• **Directive**
Return every line of the listing below that contains the string "metal", treating uppercase and lowercase letters as different.
--- BEGIN Source data ---
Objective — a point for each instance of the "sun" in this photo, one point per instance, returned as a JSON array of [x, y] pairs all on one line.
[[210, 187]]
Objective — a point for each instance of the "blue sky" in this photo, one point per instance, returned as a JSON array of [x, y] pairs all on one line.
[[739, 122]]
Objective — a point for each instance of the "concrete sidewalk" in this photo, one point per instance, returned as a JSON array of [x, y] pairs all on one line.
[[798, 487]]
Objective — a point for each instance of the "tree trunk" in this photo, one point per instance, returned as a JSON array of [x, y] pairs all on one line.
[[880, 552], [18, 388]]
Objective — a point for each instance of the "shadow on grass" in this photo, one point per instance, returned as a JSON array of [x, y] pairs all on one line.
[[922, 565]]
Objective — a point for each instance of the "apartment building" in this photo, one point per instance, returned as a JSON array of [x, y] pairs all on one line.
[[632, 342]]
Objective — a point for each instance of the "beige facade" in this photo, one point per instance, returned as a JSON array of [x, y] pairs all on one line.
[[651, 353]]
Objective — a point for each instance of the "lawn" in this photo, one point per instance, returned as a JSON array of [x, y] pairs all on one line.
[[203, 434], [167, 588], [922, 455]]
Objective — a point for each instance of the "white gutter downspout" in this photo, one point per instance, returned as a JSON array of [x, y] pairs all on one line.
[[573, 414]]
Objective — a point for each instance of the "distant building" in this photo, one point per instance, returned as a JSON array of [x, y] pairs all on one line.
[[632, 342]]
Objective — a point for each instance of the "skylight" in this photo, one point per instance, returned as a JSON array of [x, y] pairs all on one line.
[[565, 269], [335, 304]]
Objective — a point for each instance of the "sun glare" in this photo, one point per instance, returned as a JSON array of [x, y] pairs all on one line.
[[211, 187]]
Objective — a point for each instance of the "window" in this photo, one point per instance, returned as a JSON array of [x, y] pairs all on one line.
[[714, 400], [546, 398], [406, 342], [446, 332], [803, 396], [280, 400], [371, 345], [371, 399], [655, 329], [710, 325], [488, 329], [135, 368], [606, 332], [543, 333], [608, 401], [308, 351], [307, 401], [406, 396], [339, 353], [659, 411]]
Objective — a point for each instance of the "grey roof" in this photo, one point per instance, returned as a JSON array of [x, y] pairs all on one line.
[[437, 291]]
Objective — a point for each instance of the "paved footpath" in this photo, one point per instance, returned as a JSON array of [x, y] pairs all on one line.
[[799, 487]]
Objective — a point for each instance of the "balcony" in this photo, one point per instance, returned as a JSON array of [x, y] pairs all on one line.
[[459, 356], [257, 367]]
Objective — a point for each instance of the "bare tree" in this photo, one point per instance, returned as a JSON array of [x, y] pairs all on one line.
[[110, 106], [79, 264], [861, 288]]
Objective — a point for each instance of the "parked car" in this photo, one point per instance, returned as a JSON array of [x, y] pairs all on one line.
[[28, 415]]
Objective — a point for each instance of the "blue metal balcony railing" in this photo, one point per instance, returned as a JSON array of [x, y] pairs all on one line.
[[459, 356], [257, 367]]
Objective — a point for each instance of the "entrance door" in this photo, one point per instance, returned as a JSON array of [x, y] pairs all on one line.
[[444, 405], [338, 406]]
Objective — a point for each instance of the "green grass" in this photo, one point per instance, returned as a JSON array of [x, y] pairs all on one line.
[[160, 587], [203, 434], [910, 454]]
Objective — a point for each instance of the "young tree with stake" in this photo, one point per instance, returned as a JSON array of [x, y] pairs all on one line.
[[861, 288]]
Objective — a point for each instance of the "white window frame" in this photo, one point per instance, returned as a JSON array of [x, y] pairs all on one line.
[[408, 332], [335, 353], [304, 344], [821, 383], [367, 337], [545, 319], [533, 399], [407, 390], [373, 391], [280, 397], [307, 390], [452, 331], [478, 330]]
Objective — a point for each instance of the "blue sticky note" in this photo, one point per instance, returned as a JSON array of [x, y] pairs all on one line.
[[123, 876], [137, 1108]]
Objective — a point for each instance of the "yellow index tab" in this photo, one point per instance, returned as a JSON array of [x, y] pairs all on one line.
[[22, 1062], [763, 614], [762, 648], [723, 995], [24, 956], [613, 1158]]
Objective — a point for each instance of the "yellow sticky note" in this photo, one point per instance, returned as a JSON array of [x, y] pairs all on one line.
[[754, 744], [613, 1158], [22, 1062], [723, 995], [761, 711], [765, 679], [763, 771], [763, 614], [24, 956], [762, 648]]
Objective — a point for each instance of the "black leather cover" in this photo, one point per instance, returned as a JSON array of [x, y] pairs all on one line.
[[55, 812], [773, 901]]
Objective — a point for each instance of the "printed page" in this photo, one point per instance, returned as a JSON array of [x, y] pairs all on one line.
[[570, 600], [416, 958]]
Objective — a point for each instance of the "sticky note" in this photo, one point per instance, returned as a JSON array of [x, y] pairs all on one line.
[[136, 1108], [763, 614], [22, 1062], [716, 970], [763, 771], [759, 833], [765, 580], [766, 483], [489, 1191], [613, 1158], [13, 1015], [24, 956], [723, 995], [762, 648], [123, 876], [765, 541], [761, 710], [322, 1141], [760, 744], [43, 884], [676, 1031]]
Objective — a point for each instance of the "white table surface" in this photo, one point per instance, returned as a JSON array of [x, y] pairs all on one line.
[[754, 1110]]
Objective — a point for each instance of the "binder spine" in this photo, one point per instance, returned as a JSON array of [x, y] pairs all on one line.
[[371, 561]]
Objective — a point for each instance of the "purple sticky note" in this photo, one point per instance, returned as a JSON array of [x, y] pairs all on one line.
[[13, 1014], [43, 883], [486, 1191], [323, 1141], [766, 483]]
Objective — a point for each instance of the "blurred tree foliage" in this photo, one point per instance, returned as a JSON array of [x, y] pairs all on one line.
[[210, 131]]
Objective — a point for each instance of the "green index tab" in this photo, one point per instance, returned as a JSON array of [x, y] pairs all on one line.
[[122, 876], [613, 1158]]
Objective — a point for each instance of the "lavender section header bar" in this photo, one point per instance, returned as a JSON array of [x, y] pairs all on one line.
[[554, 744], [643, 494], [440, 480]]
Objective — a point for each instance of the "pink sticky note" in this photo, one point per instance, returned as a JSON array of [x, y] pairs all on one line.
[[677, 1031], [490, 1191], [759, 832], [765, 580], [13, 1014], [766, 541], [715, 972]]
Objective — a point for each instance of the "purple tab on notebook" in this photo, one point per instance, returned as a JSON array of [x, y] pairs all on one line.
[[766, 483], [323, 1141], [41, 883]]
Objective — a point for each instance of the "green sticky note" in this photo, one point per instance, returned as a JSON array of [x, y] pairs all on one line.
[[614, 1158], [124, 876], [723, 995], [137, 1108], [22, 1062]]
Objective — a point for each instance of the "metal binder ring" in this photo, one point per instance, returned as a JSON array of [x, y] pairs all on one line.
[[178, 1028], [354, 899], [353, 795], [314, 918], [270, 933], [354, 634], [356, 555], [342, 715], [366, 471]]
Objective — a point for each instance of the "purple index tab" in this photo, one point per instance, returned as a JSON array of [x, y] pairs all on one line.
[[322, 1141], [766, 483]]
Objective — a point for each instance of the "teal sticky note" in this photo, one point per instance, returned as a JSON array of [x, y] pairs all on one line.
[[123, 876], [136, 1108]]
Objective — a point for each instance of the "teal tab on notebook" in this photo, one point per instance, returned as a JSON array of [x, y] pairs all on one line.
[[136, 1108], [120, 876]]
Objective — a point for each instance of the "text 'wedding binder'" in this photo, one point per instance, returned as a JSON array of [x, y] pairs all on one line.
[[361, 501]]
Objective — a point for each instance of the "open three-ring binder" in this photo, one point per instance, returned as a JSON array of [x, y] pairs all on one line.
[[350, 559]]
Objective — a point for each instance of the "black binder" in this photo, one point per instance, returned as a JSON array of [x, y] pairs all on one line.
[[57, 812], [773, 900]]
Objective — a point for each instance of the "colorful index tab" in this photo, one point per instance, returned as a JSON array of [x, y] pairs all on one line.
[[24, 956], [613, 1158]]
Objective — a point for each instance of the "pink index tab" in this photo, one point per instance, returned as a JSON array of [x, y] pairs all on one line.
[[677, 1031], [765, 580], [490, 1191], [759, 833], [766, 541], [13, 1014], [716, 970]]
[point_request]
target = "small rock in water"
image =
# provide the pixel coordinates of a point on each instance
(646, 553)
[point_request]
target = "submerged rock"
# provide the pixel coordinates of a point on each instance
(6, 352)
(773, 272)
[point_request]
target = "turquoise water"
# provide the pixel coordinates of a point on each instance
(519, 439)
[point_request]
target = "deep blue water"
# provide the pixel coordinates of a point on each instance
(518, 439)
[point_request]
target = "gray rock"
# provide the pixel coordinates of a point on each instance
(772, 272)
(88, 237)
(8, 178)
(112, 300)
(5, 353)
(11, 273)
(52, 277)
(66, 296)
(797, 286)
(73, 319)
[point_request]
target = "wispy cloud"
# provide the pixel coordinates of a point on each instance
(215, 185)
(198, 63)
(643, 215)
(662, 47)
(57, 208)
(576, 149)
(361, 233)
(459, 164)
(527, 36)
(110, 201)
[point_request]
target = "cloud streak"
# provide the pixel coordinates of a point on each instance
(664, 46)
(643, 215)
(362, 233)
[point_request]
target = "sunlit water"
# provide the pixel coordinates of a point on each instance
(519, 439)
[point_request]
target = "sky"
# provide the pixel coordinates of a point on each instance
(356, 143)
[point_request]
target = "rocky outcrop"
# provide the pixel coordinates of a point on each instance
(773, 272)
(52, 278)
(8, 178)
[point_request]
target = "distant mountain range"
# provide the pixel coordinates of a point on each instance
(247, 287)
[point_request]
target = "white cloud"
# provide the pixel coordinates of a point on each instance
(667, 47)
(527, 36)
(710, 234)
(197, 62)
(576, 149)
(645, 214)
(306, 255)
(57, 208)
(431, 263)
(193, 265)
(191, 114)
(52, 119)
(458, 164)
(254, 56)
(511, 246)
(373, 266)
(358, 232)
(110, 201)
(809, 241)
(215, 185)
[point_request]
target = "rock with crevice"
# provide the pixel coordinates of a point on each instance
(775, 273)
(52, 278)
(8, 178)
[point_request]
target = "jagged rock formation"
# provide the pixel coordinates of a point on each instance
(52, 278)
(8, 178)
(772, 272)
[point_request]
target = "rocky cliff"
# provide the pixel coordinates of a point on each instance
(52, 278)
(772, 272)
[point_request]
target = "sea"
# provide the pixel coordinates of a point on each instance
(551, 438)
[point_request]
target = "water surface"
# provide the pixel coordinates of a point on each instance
--- END Source data ---
• **Response to the exercise**
Objective — a point for each instance of the "blue metal balcony railing" in this photo, one point per instance, returned as a JSON array of [x, y] pairs all on one line.
Objective — a point for each instance of the "metal binder ring" in this photo, one point per instance, returned as a JSON array of [x, y] pairs all on one line.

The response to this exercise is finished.